## WRITTEN TASKS
- A) Decide whether each statement below agrees with the Edmonson v. Leesville Concrete summary, answering yes or no and quoting the deciding words: (i) the case was argued and decided in the same year; (ii) Batson v. Kentucky was a civil case; (iii) Scalia wrote a dissent of his own.
- B) From the Edmonson v. Leesville Concrete summary, name every justice who wrote or joined the majority opinion.
- C) Carry on writing the Edmonson v. Leesville Concrete summary from its last sentence.

## DOCUMENT SEGMENT
- Supreme Court of the United States

Argued January 15, 1991 Decided June 3, 1991
- Full case name: Edmonson v. Leesville Concrete Company
- Citations: 500 U.S. 614 (more) 111 S. Ct. 2077; 114 L. Ed. 2d 660; 1991 U.S. LEXIS 3023

Case history
- Prior: 860 F.2d 1308 (5th Cir. 1988); vacated on rehearing en banc, 895 F.2d 218 (5th Cir. 1990); cert. granted, 498 U.S. 809 (1990).

Holding
- Race-based use of peremptory challenges during jury selection in a civil trial between private litigants violates due process.

Court membership
- Chief Justice William Rehnquist Associate Justices Byron White · Thurgood Marshall Harry Blackmun · John P. Stevens Sandra Day O'Connor · Antonin Scalia Anthony Kennedy · David Souter

Case opinions
- Majority: Kennedy, joined by White, Marshall, Blackmun, Stevens, Souter
- Dissent: O'Connor, joined by Rehnquist, Scalia
- Dissent: Scalia

Laws applied
- U.S. Const. amend. V

= Edmonson v. Leesville Concrete Co. =

Edmonson v. Leesville Concrete Company, 500 U.S. 614 (1991), was a United States Supreme Court case which held that peremptory challenges may not be used to exclude jurors on the basis of race in civil trials. Edmonson extended the court's similar decision in Batson v. Kentucky (1986), a criminal case. The Court applied the equal protection component of the Due Process Clause of the Fifth Amendment, as determined in Bolling v. Sharpe (1954), in finding that such race-based challenges violated the Constitution.

## SUPPLIED MATERIAL
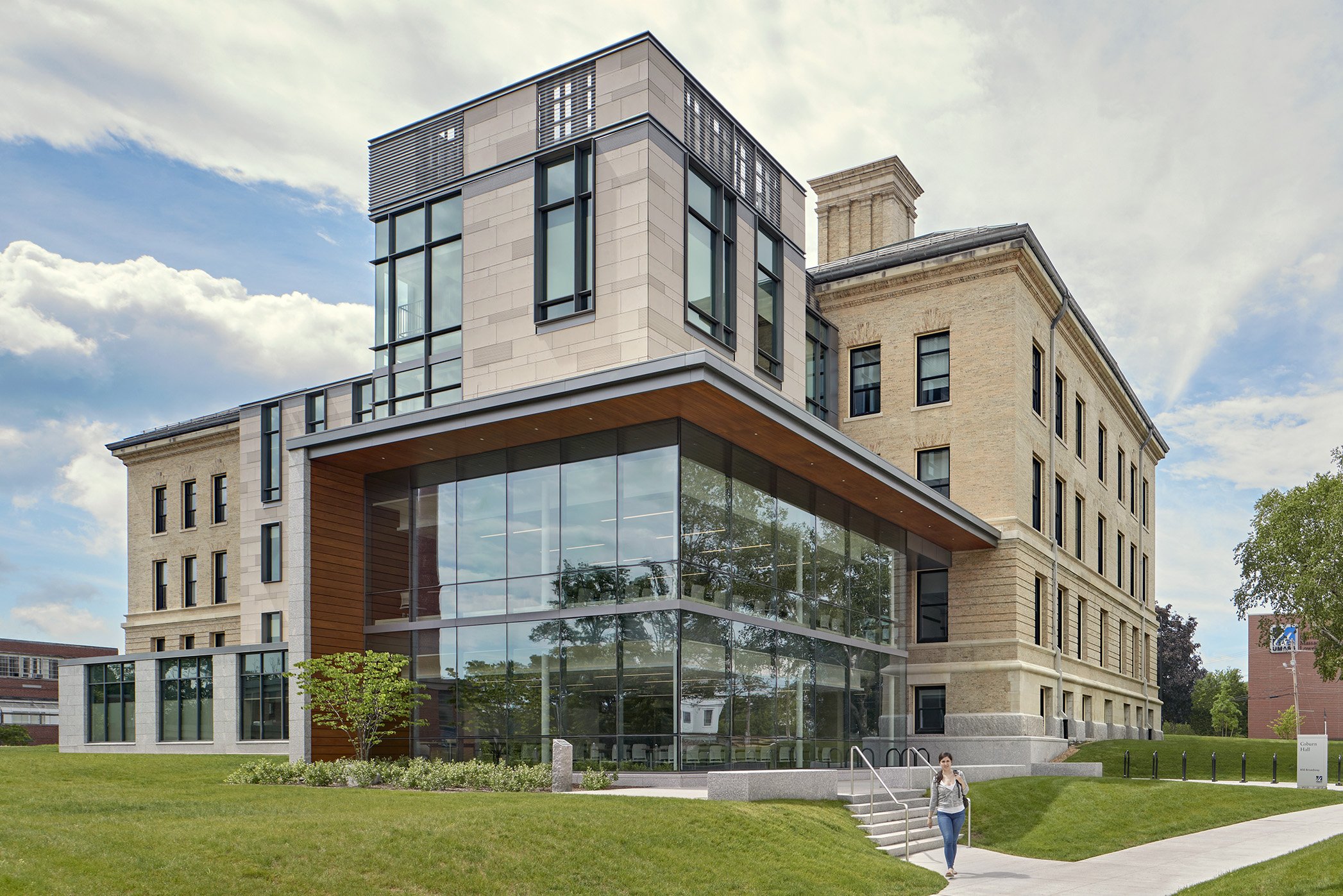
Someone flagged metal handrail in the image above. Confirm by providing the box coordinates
[849,744,913,861]
[915,752,971,849]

## EXPECTED RESPONSES
- A)
(i) Yes: "Argued January 15, 1991 Decided June 3, 1991"
(ii) No: "Batson v. Kentucky (1986), a criminal case"
(iii) Yes: "Dissent: Scalia"

- B) Kennedy, White, Marshall, Blackmun, Stevens, Souter

- C)
== Background ==
A construction worker, Thaddeus Donald Edmonson, was injured during work on federal property. He sued Leesville Concrete Company for negligence leading to his injuries. During jury selection, Leesville used two of their three peremptory challenges on black jurors, leaving a panel of twelve with one African-American. Edmonson, citing Batson, requested that the trial court require Leesville give a race-neutral reason for the peremptory challenges to black jurors, but the court refused. The jury found that Leesville was responsible for 20% of Edmonson's injury and awarded him $18,000. The United States Court of Appeals for the Fifth Circuit reversed the decision, holding that parties become state actors during jury selection, and so Batson requires race-neutral selection in civil cases. When the Fifth Circuit reheard the case en banc, they affirmed the original District Court decision. Recognizing a circuit split, the Supreme Court granted certiorari.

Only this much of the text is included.